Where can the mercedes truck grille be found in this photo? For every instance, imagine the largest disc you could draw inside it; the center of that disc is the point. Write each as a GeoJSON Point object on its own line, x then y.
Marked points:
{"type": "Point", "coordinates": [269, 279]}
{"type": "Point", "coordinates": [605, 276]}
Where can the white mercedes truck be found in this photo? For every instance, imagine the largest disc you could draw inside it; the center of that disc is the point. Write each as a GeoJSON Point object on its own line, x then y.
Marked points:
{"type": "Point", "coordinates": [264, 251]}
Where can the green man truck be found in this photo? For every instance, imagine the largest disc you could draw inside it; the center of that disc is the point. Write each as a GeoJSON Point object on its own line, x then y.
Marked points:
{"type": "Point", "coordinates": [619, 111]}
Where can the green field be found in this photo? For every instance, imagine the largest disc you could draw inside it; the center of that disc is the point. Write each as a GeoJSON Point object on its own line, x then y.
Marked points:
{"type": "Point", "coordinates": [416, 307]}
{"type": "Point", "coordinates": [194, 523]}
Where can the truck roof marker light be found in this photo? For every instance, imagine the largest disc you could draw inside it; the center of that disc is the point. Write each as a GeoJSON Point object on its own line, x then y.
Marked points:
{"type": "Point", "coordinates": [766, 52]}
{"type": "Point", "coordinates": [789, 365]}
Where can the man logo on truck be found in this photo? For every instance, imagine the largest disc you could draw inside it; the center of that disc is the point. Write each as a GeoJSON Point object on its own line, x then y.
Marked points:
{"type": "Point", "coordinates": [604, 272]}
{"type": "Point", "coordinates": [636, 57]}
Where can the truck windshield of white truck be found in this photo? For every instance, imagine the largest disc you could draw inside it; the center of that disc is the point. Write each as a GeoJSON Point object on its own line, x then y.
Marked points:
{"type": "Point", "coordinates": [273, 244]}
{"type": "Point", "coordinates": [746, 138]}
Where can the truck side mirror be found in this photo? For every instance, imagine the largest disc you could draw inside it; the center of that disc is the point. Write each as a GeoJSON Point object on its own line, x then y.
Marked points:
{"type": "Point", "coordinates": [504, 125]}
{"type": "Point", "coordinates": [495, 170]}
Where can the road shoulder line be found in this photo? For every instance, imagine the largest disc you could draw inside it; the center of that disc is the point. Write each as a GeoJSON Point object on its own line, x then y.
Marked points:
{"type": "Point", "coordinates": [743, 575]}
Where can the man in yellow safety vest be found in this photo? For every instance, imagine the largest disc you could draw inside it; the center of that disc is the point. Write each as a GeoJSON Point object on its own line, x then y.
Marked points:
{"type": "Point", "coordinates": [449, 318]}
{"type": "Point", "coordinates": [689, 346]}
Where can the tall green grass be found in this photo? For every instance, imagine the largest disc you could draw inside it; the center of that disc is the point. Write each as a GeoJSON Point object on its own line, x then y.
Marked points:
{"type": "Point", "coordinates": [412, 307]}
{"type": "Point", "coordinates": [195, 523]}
+++
§ **Problem requirements**:
Reproduce every line above verbatim, in the same order, with each coordinate left unchanged.

§ **Answer to this task**:
Where can the mercedes truck grille be found in this photo? For every instance, imagine the largest disc you could draw inside it; the center of that disc is the point. Write each as a GeoJSON Point object on its own line, x then y.
Marked points:
{"type": "Point", "coordinates": [269, 279]}
{"type": "Point", "coordinates": [605, 276]}
Where can the white mercedes truck be found in this photo? For every instance, imagine the largest disc you could draw inside it; the center of that disc is the point. Write each as a GeoJSON Point object on its own line, x then y.
Marked points:
{"type": "Point", "coordinates": [264, 251]}
Where can the green man truck be found in this photo? For every instance, imagine the largest disc you could draw inside it; the center of that disc is the point. Write each as a GeoJSON Point object on its own line, x then y.
Marked points:
{"type": "Point", "coordinates": [619, 111]}
Where can the green field be found in this photo? For every instance, imagine the largest disc you could draw inside it; the center of that disc is the point. Write each as a GeoJSON Point object on its own line, x then y.
Marked points:
{"type": "Point", "coordinates": [416, 307]}
{"type": "Point", "coordinates": [194, 523]}
Where can the truck roof marker light be found in this photo? For every instance, imagine the largest disc you could draw inside it; the center of that disc is the point. Write each as a GeoJSON Point object on its own line, x then y.
Marked points:
{"type": "Point", "coordinates": [766, 52]}
{"type": "Point", "coordinates": [789, 365]}
Where can the man logo on truck be found in this photo? For every instance, imagine the largest disc you could draw inside it; the center of that disc is the point. Write each as a GeoJSON Point object on its own line, x then y.
Marked points:
{"type": "Point", "coordinates": [604, 272]}
{"type": "Point", "coordinates": [636, 57]}
Where can the truck windshield of white truck be found in this photo? For every instance, imagine the largest disc you could draw inside it; the center of that disc is the point. Write each as a GeoJSON Point object on its own line, x then y.
Marked points:
{"type": "Point", "coordinates": [273, 244]}
{"type": "Point", "coordinates": [746, 138]}
Where can the truck side mirror be found in this photo? For every instance, imagine the largest disc you could draw inside it; the center of that disc is the point. Write each as a GeoJSON Point object on its own line, x then y.
Marked points:
{"type": "Point", "coordinates": [504, 125]}
{"type": "Point", "coordinates": [495, 170]}
Where can the road shoulder line be found in this photo? For every instance, imagine the largest disc you could draw inside it; the center of that disc is the point. Write each as a GeoJSON Point object on its own line, x then y.
Marked points:
{"type": "Point", "coordinates": [743, 575]}
Where can the man in yellow safety vest be found in this photo? For every instance, imagine the largest disc you could draw inside it; the center of that disc is the point. Write each as a GeoJSON Point object on its own line, x then y.
Marked points:
{"type": "Point", "coordinates": [449, 318]}
{"type": "Point", "coordinates": [689, 346]}
Where can the tall green grass be found in this photo? For every instance, imagine the largest disc you could draw inside it; the center of that disc is the point. Write each as a GeoJSON Point object on its own line, x then y.
Marked points:
{"type": "Point", "coordinates": [412, 307]}
{"type": "Point", "coordinates": [195, 523]}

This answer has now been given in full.